Sonia Skarlatos Public Service Award

Named for its inaugural co-recipient and tireless gene therapy advocate,the Sonia Skarlatos Public Service Award (PSA) recognizes a person or group that has consistently fostered and enhanced the field of gene and cell therapy through governmental agencies, public policy groups, public education, or non-governmental charitable organizations.

P.J. Brooks, PhD

Acting director, office of rare diseases research, NCATS
National Institutes of Health

Dr. Brooks joined NCATS’ office of rare diseases research (ORDR) as a program director in August 2018 and was appointed deputy director in September 2021. Prior to his tenure in the ORDR, he worked in NCATS’ division of clinical innovation, where he was the lead program director for the clinical and translational science awards (CTSA) program collaborative innovation awards, designed to fund projects that will result in novel and creative approaches to overcoming roadblocks in translational science. Dr. Brooks' research on rare genetic diseases gave him the opportunity to meet with patients and their families, which had a powerful impact on his view of the importance of translational science in rare diseases. He believes that nucleic acids have clear therapeutic potential for single-gene disorders, and he developed funding opportunities (PAR-20-098 and PAR-20-109) to support innovative approaches to delivering genome editors to target cell types. is interested in accelerating clinical trials in rare diseases by moving beyond “one disease at a time” approaches. Examples include the development of therapeutics that target shared molecular mechanisms underlying multiple rare diseases and the implementation of platform vector gene therapy trials via the NCATS Collaborative Rare Disease Platform Vector Gene Therapy Trial cooperative agreement.

★ ★ ★ ★ ★

WORK TO COMPLETE =
1/ Summarize the passage in two sentences.
2/ Using the passage, explain in one sentence why the award carries the name Sonia Skarlatos.

SUPPLIED INFORMATION =

★ ★ ★ ★ ★

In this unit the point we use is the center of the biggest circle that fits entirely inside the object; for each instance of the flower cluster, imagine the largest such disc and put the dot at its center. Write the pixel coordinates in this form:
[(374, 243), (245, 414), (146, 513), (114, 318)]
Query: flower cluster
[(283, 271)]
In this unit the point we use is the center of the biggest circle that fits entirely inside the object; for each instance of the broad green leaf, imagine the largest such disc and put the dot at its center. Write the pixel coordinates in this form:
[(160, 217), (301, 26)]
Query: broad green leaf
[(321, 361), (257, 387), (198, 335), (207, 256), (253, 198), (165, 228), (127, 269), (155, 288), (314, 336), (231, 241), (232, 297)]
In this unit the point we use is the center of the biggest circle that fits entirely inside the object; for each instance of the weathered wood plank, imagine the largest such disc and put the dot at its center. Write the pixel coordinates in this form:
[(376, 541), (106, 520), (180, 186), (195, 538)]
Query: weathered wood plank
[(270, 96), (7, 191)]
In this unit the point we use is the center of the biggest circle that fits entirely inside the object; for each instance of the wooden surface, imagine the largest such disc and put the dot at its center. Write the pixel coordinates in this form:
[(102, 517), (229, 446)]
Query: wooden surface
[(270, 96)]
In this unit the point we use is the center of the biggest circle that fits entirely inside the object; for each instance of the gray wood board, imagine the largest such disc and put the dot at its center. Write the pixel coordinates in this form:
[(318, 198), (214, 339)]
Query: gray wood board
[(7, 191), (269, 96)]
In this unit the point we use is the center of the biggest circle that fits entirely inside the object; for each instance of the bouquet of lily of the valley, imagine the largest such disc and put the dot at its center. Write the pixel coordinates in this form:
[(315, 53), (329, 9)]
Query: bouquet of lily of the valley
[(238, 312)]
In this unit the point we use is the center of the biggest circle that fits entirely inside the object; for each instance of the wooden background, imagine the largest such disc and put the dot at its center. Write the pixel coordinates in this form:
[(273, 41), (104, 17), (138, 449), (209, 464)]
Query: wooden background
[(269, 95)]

★ ★ ★ ★ ★

ANSWERS TO THE EXERCISE =
1/ The Sonia Skarlatos Public Service Award recognizes a person or group that has consistently fostered and enhanced the field of gene and cell therapy through governmental agencies, public policy groups, public education, or non-governmental charitable organizations. The passage also profiles P.J. Brooks, PhD, who joined NCATS' office of rare diseases research in August 2018 after serving as lead program director for the CTSA program collaborative innovation awards, and who developed funding opportunities to support innovative approaches to delivering genome editors to target cell types.

2/ The award is named for Sonia Skarlatos because she was its inaugural co-recipient and a tireless gene therapy advocate.